Task description => Copy out the entries below, substituting "coarse mask" for every occurrence of "rough mask" and keeping everything else the same.

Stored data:
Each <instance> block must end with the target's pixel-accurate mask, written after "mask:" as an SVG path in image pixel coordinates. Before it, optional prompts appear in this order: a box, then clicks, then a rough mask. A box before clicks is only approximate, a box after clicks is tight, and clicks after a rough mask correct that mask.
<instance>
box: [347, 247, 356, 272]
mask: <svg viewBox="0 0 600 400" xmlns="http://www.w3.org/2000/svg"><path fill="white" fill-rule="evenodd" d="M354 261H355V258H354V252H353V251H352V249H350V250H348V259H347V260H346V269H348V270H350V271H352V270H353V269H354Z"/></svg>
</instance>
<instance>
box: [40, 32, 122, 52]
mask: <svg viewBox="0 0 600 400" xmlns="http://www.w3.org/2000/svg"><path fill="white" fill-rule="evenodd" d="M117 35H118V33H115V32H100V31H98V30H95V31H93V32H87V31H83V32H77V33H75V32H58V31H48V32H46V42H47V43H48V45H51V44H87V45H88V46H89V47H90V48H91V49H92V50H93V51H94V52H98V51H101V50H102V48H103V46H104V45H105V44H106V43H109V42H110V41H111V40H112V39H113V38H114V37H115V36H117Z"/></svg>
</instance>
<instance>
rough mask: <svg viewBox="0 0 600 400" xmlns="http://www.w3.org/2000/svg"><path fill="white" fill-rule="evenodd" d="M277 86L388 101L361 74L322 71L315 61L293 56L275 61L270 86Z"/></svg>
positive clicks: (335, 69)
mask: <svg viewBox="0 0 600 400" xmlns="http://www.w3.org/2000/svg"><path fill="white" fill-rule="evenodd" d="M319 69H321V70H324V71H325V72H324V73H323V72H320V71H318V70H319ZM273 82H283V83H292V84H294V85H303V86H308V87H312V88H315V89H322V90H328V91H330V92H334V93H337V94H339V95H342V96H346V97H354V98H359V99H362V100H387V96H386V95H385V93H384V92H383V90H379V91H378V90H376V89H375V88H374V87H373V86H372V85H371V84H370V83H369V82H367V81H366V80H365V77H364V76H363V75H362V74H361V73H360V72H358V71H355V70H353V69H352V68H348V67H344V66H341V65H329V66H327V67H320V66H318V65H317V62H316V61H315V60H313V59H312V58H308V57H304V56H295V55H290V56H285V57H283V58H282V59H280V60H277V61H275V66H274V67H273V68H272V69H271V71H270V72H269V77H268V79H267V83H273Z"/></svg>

Exercise result =>
Each <instance> block must end with the target's pixel-accurate mask, written after "mask:" as an SVG path in image pixel coordinates. Before it, optional prompts appear in this order: a box, then clicks, then a coarse mask. A box before clicks is only approximate, a box after clicks is tight, and clicks after a coarse mask correct that mask.
<instance>
box: [347, 247, 356, 272]
mask: <svg viewBox="0 0 600 400" xmlns="http://www.w3.org/2000/svg"><path fill="white" fill-rule="evenodd" d="M354 261H355V258H354V252H353V251H352V249H350V250H348V259H347V260H346V269H348V270H350V271H352V270H353V269H354Z"/></svg>
</instance>
<instance>
box: [40, 32, 122, 52]
mask: <svg viewBox="0 0 600 400" xmlns="http://www.w3.org/2000/svg"><path fill="white" fill-rule="evenodd" d="M117 35H118V33H115V32H100V31H98V30H95V31H93V32H87V31H83V32H77V33H75V32H58V31H48V32H46V42H47V43H48V45H51V44H87V45H88V46H89V47H90V48H91V49H92V50H93V51H94V52H98V51H101V50H102V48H103V46H104V45H105V44H106V43H109V42H110V41H111V40H112V39H113V38H114V37H115V36H117Z"/></svg>
</instance>
<instance>
coarse mask: <svg viewBox="0 0 600 400" xmlns="http://www.w3.org/2000/svg"><path fill="white" fill-rule="evenodd" d="M277 86L388 101L361 74L322 71L315 61L293 56L275 61L270 86Z"/></svg>
positive clicks: (335, 69)
mask: <svg viewBox="0 0 600 400" xmlns="http://www.w3.org/2000/svg"><path fill="white" fill-rule="evenodd" d="M319 69H321V70H324V71H325V72H324V73H323V72H320V71H318V70H319ZM273 82H283V83H292V84H294V85H303V86H308V87H312V88H315V89H322V90H328V91H330V92H334V93H337V94H339V95H342V96H346V97H354V98H359V99H362V100H387V96H386V95H385V93H384V92H383V90H379V91H378V90H376V89H375V88H374V87H373V86H372V85H371V84H370V83H369V82H367V81H366V80H365V77H364V76H363V75H362V74H361V73H360V72H358V71H355V70H353V69H352V68H348V67H344V66H341V65H329V66H327V67H320V66H318V65H317V62H316V61H315V60H313V59H312V58H308V57H304V56H295V55H290V56H285V57H283V58H282V59H280V60H277V61H275V66H274V67H273V68H272V69H271V71H270V72H269V77H268V79H267V83H273Z"/></svg>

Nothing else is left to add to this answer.